What is needed is an exact copy of the data below, pictures excluded.

═════ Extracted material

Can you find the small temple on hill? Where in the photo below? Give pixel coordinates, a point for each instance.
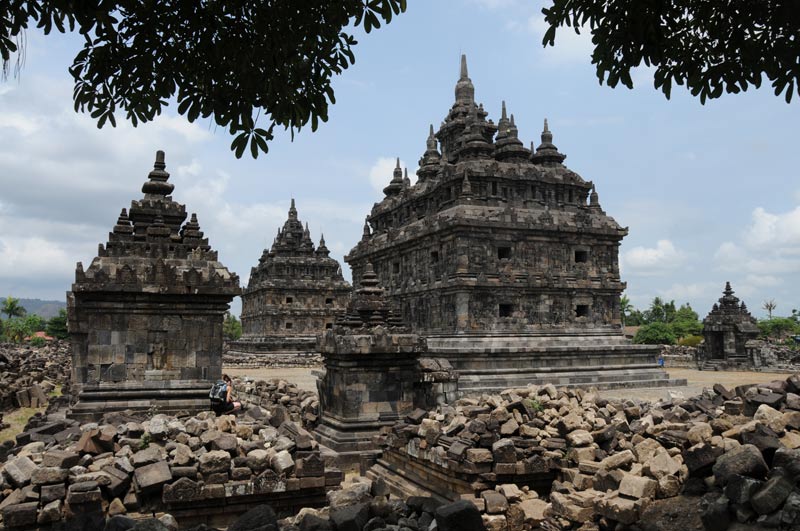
(145, 318)
(295, 292)
(504, 259)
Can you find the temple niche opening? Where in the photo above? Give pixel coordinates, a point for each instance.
(502, 248)
(295, 292)
(145, 318)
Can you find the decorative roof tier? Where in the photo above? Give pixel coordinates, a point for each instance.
(294, 257)
(730, 309)
(150, 248)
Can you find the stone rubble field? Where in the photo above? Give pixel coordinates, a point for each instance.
(64, 472)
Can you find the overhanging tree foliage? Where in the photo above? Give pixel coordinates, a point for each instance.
(711, 46)
(248, 66)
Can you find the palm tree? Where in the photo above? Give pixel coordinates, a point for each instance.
(769, 305)
(12, 308)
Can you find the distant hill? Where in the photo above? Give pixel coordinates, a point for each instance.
(46, 309)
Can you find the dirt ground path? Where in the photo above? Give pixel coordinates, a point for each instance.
(697, 380)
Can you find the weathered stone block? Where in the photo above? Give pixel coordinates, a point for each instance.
(152, 476)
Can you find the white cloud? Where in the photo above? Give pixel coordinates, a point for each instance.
(763, 281)
(23, 257)
(569, 47)
(495, 4)
(662, 258)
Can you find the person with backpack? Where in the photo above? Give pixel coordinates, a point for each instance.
(221, 395)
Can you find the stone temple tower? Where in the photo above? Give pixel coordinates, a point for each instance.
(145, 318)
(295, 292)
(503, 258)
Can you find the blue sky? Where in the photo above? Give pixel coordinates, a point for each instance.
(710, 192)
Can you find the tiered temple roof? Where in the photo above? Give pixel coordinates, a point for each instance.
(145, 318)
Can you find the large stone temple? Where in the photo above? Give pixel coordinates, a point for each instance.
(145, 318)
(295, 292)
(504, 259)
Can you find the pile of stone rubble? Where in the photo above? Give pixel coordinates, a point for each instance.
(739, 449)
(297, 405)
(28, 374)
(123, 465)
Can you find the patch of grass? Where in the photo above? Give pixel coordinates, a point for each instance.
(16, 421)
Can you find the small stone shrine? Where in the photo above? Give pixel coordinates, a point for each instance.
(145, 318)
(295, 293)
(370, 373)
(727, 330)
(504, 259)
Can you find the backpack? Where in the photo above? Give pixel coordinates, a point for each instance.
(219, 391)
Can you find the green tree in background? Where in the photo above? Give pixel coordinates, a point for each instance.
(12, 308)
(231, 327)
(248, 66)
(57, 325)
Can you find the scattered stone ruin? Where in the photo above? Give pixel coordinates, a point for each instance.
(504, 259)
(145, 318)
(730, 334)
(295, 292)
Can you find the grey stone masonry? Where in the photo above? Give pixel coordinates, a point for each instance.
(371, 373)
(145, 318)
(504, 259)
(295, 292)
(493, 236)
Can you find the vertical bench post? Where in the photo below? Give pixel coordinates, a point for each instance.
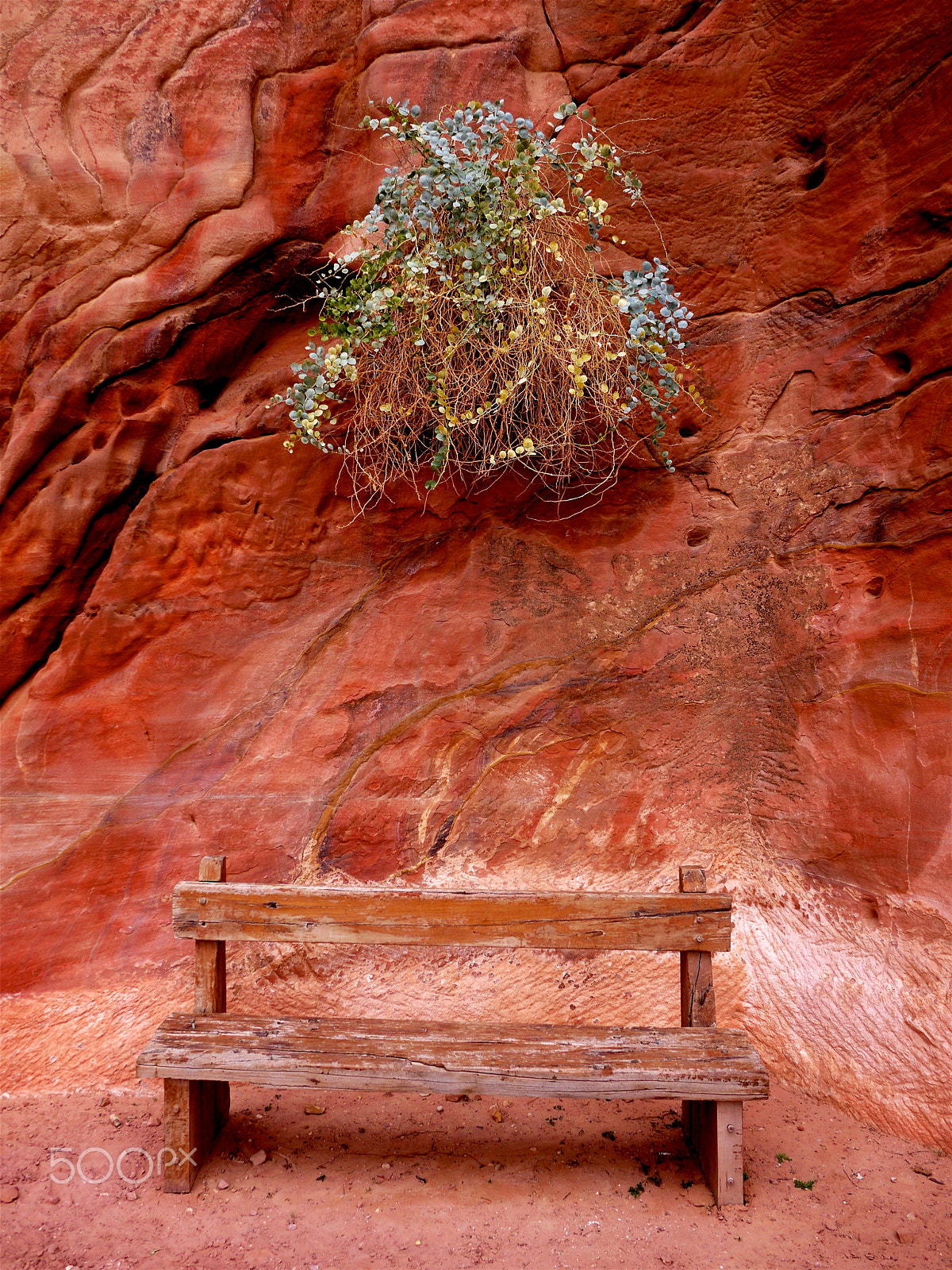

══════════

**Result:**
Can you find the small temple on hill? Where in the photo below? Give pixel coordinates, a point for each instance.
(145, 318)
(295, 292)
(504, 259)
Can you find the temple niche opening? Where in the photo above? Give pixel coordinates, a point for each instance.
(502, 248)
(295, 292)
(145, 318)
Can you find the decorative roof tier? Where in the photo above? Give pixel coordinates, a point for each instance.
(294, 257)
(730, 309)
(150, 248)
Can you find the stone rubble field? Where in the photo above? Give pixel coordinates, a point for each instance.
(64, 472)
Can you find the overhanging tree foliage? Where in the photo above? Give pixel coordinates, a point for each instance.
(711, 46)
(248, 66)
Can you find the palm tree? Where in the photo above? Give pixel coordinates, a point for each instance.
(769, 305)
(12, 308)
Can you find the distant hill? Where in the photo above? Give pixel coordinates, a point for each instance.
(46, 309)
Can you find the dirt ground path? Where in the photo above? Give pixel coordinates, a point for each instance.
(697, 380)
Can you find the weathered stone block? Where in the photo above? Give pixel coordinates, a point for each instance.
(152, 476)
Can you find the white cloud? Where in the photo above? Give pixel coordinates, a point for each instance.
(763, 281)
(23, 257)
(569, 47)
(495, 4)
(662, 258)
Can you find the person with backpack? Where in the photo above? Give pixel coordinates, a point for each instance.
(221, 395)
Can you find the stone temple tower? Where in the photo above? Give pixel coordinates, a point for each instance.
(145, 318)
(295, 292)
(503, 258)
Can you find the blue sky? Where in the photo above? Give pixel coordinates, a point for each instance.
(710, 192)
Can you find the tiered temple roof? Where in the photo above? Give pixel coordinates, a point for each instance.
(145, 318)
Can you find the large stone temple? Where in the photo above? Give pixel coordinates, a point for each instance.
(145, 318)
(295, 292)
(504, 259)
Can you find the pile of stone rubble? Where in the photo above? Give pixel coordinates, a point for each instance.
(739, 449)
(297, 405)
(28, 374)
(123, 465)
Can you find the patch of grass? Where in the photo above? Give pixel coordinates, a point for each instance.
(16, 421)
Can you find the small stone shrine? Where in the photo above? Give pixel coordinates, a point for each instance.
(145, 318)
(295, 293)
(370, 373)
(727, 330)
(504, 259)
Can you find the backpack? Where in the photo above? Give pixel coordinates, a point for each instance.
(219, 391)
Can you find the green tree in background? Where in the photo above? Give pixel coordinates, a point for each instance.
(12, 308)
(231, 327)
(248, 66)
(57, 325)
Can you find the scattered stone ruin? Where in the photo above? Give pixel coordinates, a point for each instance.
(504, 259)
(145, 318)
(730, 334)
(295, 292)
Can you find the grey stone masonry? Where in the photo above? Give pixel coordinates, a point for each instance.
(371, 373)
(145, 318)
(504, 259)
(295, 292)
(493, 236)
Can you find the vertical bench post? Where in the photo below? Give pixel coordinates, a point for each instance.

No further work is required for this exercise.